# [Work task]
Return each line of the listing in which the word "tracery" appears.
**** Records provided
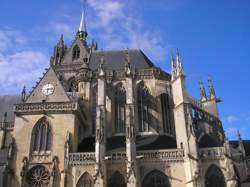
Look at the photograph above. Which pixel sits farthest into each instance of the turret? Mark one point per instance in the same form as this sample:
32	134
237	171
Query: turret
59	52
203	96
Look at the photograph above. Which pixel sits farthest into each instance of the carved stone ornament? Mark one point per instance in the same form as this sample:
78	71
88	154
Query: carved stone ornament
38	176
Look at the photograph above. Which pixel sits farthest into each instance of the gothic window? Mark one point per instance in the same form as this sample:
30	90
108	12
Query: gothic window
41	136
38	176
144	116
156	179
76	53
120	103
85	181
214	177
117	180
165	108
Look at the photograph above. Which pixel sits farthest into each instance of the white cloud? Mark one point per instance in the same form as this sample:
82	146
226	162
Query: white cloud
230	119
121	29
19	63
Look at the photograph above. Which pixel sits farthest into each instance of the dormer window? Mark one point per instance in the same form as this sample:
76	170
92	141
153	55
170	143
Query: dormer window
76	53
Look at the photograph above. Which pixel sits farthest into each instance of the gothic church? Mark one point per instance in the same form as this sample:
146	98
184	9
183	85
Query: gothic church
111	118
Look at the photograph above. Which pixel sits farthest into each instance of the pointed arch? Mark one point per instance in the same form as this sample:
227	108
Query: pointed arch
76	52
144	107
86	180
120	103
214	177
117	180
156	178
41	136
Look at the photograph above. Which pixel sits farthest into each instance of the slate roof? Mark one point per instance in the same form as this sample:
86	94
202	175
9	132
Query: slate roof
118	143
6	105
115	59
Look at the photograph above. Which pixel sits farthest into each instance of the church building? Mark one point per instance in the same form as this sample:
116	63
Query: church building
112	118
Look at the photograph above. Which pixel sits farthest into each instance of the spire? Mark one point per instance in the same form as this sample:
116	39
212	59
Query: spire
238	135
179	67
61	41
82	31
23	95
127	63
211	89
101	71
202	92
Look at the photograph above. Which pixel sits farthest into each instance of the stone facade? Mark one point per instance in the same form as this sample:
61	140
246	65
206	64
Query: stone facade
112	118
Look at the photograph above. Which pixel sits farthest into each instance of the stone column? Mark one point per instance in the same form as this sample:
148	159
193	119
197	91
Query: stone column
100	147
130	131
********
**** Records provided
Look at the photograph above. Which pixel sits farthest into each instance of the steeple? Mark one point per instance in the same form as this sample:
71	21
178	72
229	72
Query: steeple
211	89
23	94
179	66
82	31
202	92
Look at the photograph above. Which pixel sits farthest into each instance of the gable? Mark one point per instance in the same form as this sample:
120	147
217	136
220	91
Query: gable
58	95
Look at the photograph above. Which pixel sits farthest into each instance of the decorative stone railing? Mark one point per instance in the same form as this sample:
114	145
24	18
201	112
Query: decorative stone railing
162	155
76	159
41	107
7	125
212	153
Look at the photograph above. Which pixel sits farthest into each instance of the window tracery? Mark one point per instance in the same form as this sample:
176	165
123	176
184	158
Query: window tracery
********
**** Records provided
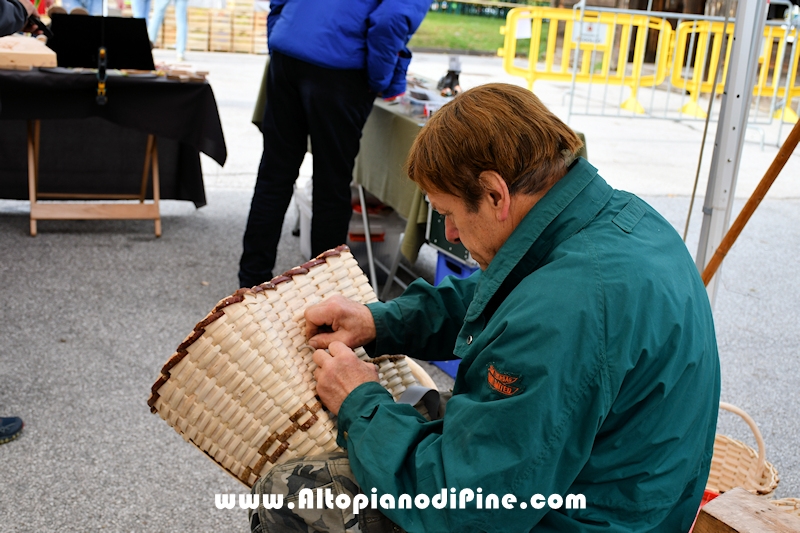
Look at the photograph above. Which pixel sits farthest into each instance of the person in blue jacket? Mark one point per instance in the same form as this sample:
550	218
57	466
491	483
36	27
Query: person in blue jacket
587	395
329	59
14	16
********
# [Your solution]
Look at the photograph above. Which pixel sits farthest into each instance of the window tracery? Mark one point per instance in the same form as this sample:
Query: window tracery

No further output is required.